Write out each line of the material again, word for word.

===============

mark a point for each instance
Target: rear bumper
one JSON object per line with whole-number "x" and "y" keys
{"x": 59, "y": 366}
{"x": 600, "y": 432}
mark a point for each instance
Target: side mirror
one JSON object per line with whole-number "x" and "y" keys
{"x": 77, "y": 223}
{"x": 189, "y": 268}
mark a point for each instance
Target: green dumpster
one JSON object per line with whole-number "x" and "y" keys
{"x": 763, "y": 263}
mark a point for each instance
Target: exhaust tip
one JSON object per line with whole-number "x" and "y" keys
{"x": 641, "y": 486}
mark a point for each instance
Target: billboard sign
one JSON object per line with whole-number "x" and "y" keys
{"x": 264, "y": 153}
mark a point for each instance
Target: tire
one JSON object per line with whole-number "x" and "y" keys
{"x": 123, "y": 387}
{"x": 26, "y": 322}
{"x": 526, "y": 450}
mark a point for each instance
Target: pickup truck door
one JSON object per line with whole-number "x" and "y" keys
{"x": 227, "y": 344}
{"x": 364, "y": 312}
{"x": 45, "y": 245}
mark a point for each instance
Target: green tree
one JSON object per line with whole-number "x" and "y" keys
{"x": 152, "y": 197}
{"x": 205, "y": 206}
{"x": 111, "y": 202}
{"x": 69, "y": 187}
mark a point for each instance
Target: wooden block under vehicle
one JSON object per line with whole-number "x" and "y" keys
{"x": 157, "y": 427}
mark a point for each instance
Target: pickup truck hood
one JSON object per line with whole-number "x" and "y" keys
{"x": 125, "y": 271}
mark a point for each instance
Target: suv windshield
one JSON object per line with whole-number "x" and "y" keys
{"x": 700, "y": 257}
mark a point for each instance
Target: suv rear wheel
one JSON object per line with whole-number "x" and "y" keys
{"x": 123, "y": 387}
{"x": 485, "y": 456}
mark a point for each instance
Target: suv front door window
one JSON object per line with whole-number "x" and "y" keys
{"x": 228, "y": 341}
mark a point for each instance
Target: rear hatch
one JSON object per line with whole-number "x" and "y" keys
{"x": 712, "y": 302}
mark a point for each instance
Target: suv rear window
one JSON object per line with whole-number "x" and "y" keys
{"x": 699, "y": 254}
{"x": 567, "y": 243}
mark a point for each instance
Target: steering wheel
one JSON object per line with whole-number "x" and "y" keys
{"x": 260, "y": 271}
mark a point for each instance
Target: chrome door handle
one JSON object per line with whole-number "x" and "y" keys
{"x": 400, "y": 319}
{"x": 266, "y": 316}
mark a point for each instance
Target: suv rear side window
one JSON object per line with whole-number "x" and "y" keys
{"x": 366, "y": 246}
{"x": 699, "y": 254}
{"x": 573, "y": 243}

===============

Written reply
mark a point for each instance
Target: rear bumper
one JSON object per line with whole-number "x" and "y" keys
{"x": 59, "y": 366}
{"x": 600, "y": 432}
mark a point for each instance
Target: side mirror
one JSON object per line with whole-number "x" and "y" keys
{"x": 77, "y": 223}
{"x": 189, "y": 268}
mark a point for each instance
Target: green dumpster
one JSON object per line with whole-number "x" and "y" keys
{"x": 763, "y": 263}
mark a point for each instance
Target: exhaust tip
one JSON object per line with whole-number "x" and "y" keys
{"x": 641, "y": 486}
mark a point for each instance
Target: billboard sign
one JSON object per line with whole-number "x" and "y" keys
{"x": 264, "y": 153}
mark a point for each instance
Target: tire
one JSON object per line with whole-number "x" and "y" keys
{"x": 123, "y": 387}
{"x": 26, "y": 322}
{"x": 526, "y": 450}
mark a point for each instance
Target: pickup truck door
one JSON object per line with whole-number "x" and "y" keys
{"x": 227, "y": 344}
{"x": 364, "y": 312}
{"x": 45, "y": 245}
mark a point for each instance
Target: green tree
one JSON object per line with whole-number "x" and "y" keys
{"x": 152, "y": 197}
{"x": 205, "y": 206}
{"x": 111, "y": 202}
{"x": 69, "y": 187}
mark a point for each instance
Target: wooden block under vehicle
one JSON object per line with whole-number "x" and "y" keys
{"x": 157, "y": 427}
mark a point for each instance
Target: pickup truck hood
one JSON object per line with whole-number "x" and "y" keys
{"x": 125, "y": 271}
mark a point for each instance
Target: suv windshield
one JSON object per line with whole-number "x" and "y" keys
{"x": 700, "y": 257}
mark a point for each instance
Target: suv rear wheel
one JSON object per line with whole-number "x" and "y" keys
{"x": 123, "y": 387}
{"x": 485, "y": 456}
mark a point for each instance
Target: suv front door window
one JSON object per line with whole-number "x" and "y" keys
{"x": 228, "y": 341}
mark a point for each instance
Target: rear hatch
one JSON object per line with whole-number "x" and "y" keys
{"x": 712, "y": 302}
mark a point for each instance
Target: suv rear window
one JSON object per line with whole-number "x" and "y" keys
{"x": 699, "y": 254}
{"x": 567, "y": 243}
mark a point for each instance
Target: steering wheel
one JSON object per line with whole-number "x" and "y" keys
{"x": 260, "y": 271}
mark a point for each instance
Target: chrome door handle
one JSON object per line with whole-number "x" and "y" keys
{"x": 400, "y": 319}
{"x": 266, "y": 316}
mark a point for each instance
Target: suv rear side window
one JSON object per line with whole-number "x" and "y" keys
{"x": 366, "y": 246}
{"x": 699, "y": 254}
{"x": 573, "y": 243}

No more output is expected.